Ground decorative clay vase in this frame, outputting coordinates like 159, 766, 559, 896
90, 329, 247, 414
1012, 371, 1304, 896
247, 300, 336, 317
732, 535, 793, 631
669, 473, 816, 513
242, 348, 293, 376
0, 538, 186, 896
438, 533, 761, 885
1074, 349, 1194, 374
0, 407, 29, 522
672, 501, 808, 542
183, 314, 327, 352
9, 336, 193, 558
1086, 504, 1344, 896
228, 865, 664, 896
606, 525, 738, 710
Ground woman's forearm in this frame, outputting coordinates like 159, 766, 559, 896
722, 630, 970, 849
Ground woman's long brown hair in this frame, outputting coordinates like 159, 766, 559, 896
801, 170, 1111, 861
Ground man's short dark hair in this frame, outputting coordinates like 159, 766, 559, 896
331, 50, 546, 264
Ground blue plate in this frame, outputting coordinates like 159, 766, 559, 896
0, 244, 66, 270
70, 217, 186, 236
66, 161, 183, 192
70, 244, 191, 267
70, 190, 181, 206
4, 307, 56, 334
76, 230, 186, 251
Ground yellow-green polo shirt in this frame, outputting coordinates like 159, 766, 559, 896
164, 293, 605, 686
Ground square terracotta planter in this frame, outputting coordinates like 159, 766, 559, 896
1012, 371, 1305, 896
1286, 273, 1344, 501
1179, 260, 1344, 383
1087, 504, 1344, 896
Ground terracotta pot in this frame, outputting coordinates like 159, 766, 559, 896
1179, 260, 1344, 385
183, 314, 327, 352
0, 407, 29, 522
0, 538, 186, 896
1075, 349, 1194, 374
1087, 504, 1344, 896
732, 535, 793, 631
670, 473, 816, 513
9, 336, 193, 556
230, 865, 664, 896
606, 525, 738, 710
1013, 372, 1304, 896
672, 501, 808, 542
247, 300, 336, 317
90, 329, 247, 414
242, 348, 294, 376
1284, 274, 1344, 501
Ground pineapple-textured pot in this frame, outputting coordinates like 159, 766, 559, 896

**What this task involves**.
Copy the rows above again, switching every "terracotta" to "ceramic" and leaving all other text the same.

**The result**.
Ground decorative clay vase in this frame, outputting coordinates like 159, 766, 559, 896
90, 329, 247, 414
1012, 371, 1304, 896
247, 300, 336, 317
732, 535, 793, 631
669, 473, 816, 513
242, 348, 293, 376
0, 538, 186, 896
438, 533, 761, 885
1074, 349, 1194, 374
0, 407, 29, 522
672, 501, 808, 542
183, 314, 327, 352
9, 336, 193, 558
1086, 504, 1344, 896
228, 865, 664, 896
606, 525, 738, 710
Ground woman's forearm in this frame, outputting coordinates like 159, 766, 559, 896
722, 630, 970, 849
Ground woman's long brown hair in this frame, outputting coordinates like 159, 766, 559, 896
801, 170, 1111, 861
Ground man's short dark hair in this frame, outputting coordinates like 159, 766, 559, 896
331, 50, 546, 264
Ground blue plate in this frame, outputting coordinates like 159, 766, 559, 896
0, 244, 66, 270
70, 217, 186, 236
66, 161, 183, 192
70, 244, 191, 267
70, 190, 181, 206
4, 307, 56, 334
76, 230, 186, 251
Ground yellow-green polo shirt in this frame, outputting coordinates like 159, 766, 559, 896
164, 293, 605, 686
Ground square ceramic planter in this frame, outputting coordinates like 159, 766, 559, 896
1012, 371, 1305, 896
1286, 273, 1344, 501
1179, 260, 1344, 383
1087, 504, 1344, 896
Ground ceramic pot in this frame, outputting coordinates like 159, 766, 559, 896
1179, 260, 1344, 385
183, 314, 327, 352
0, 407, 29, 522
0, 538, 186, 896
1075, 349, 1194, 374
1087, 504, 1344, 896
732, 535, 793, 631
670, 473, 816, 513
9, 336, 193, 556
230, 865, 664, 896
606, 525, 738, 710
1013, 372, 1304, 896
672, 501, 808, 542
247, 300, 336, 317
90, 329, 247, 414
242, 348, 294, 376
1284, 274, 1344, 501
Ground pineapple-textured pot in this frame, outputting coordinates like 159, 766, 559, 896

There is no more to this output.